Records for this task ->
* * * * * * * * *

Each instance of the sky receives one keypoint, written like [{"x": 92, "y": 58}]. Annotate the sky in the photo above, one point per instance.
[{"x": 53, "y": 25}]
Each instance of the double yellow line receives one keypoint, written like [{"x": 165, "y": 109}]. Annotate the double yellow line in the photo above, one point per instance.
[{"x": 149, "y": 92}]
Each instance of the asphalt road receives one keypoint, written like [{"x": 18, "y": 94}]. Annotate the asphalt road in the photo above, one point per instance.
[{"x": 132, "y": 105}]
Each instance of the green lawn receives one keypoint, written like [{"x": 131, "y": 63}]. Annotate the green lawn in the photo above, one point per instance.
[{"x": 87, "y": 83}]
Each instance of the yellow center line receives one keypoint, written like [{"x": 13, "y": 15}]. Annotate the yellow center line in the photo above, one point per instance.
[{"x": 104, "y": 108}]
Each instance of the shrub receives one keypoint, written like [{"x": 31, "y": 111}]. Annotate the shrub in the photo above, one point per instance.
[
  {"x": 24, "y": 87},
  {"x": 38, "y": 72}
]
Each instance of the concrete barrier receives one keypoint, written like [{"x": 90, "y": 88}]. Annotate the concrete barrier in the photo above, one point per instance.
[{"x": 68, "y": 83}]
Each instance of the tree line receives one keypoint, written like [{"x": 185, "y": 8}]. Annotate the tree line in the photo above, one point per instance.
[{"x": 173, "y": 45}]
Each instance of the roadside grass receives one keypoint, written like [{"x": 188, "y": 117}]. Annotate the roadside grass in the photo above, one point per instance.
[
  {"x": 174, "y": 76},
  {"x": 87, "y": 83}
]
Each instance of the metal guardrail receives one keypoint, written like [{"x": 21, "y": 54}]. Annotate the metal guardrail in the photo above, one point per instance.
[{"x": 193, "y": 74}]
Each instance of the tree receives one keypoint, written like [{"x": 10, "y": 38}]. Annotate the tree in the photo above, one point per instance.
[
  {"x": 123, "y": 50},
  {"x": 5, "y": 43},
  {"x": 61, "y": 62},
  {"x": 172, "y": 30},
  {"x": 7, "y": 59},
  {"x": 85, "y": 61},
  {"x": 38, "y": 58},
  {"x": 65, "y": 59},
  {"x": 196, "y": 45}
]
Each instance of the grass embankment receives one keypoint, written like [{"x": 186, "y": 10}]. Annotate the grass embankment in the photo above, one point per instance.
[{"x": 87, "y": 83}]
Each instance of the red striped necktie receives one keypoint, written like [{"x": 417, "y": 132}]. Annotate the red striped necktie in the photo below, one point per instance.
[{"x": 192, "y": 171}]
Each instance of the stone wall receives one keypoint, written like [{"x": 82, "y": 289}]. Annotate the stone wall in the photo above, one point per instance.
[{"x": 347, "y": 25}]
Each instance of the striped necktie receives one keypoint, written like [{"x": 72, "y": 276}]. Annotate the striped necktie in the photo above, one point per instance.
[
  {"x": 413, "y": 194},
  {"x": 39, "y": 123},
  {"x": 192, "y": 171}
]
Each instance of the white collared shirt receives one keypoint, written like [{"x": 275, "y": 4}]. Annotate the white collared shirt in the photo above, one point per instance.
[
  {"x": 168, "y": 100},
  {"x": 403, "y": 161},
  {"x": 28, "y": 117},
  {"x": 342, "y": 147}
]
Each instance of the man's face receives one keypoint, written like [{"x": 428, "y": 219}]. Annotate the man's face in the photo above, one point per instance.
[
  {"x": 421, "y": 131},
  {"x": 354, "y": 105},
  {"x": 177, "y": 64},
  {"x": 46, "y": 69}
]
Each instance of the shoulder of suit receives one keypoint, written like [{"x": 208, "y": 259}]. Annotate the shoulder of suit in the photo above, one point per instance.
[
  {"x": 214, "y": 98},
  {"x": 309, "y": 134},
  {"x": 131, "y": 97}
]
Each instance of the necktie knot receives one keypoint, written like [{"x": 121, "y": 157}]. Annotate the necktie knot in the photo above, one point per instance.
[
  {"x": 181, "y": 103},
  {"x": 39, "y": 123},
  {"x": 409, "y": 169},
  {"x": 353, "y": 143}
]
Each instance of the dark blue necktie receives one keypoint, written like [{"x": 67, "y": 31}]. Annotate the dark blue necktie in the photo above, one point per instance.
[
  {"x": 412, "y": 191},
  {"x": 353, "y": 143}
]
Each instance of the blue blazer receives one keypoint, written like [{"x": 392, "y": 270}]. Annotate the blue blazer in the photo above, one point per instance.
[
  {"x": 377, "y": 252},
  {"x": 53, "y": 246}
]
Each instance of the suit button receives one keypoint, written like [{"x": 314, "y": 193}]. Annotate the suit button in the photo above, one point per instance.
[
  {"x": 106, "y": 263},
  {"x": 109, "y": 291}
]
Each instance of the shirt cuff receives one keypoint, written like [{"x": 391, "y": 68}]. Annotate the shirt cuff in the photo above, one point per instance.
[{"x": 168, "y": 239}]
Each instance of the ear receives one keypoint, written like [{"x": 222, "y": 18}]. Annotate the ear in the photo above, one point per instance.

* * * * * * * * *

Written task ->
Beginning at the line that holds "Each instance of the striped", reproduce each line of the records above down to and including the last one.

Answer ->
Each instance of the striped necktie receives one keypoint, written like [{"x": 72, "y": 276}]. Annotate the striped necktie in the photo above, one point per instance.
[
  {"x": 413, "y": 194},
  {"x": 39, "y": 123},
  {"x": 192, "y": 171}
]
Each instance of the white collared shirt receives one keypoint, written like [{"x": 275, "y": 4}]. Annotate the white collared shirt in the photo above, one point per instance.
[
  {"x": 168, "y": 100},
  {"x": 403, "y": 161},
  {"x": 28, "y": 117},
  {"x": 342, "y": 147}
]
Each instance of the man's face receives one keypoint, written like [{"x": 428, "y": 219}]. Annotate the man's face in the photo above, one point per instance.
[
  {"x": 421, "y": 131},
  {"x": 354, "y": 105},
  {"x": 177, "y": 64},
  {"x": 46, "y": 69}
]
Each instance of the shoulder of suit receives one keypoint, written like [{"x": 208, "y": 259}]. Annotate the shoulder of suit in the photo above, one point per instance.
[
  {"x": 214, "y": 98},
  {"x": 309, "y": 134},
  {"x": 131, "y": 97}
]
Each instance of the necktie knot receives one keypoint, written like [{"x": 121, "y": 157}]. Annotate the necktie knot in the photo above, one point per instance.
[
  {"x": 181, "y": 103},
  {"x": 39, "y": 123},
  {"x": 409, "y": 169},
  {"x": 353, "y": 143}
]
Each instance of the dark blue necktie receives one keypoint, written like [{"x": 67, "y": 31}]. Annotate the dark blue necktie in the photo above, one point per instance.
[
  {"x": 412, "y": 191},
  {"x": 353, "y": 143}
]
Each instance of the blue blazer receives one keypoint, written like [{"x": 392, "y": 270}]. Annotate the blue blazer in the photo above, one point per instance.
[
  {"x": 377, "y": 252},
  {"x": 53, "y": 246}
]
Each instance of the suit button receives one keypoint, written like [{"x": 314, "y": 193}]. Annotate the suit button in the photo above, one point per instance.
[
  {"x": 106, "y": 263},
  {"x": 109, "y": 291}
]
Each instance of the shirt cuff receives one keypoint, written like [{"x": 391, "y": 68}]. Annotate the shirt cuff in the photo above, one point per instance.
[{"x": 168, "y": 239}]
Each instance of the ear receives one keypoint, written like [{"x": 222, "y": 18}]. Annotate the ear in the photo above, one point per instance.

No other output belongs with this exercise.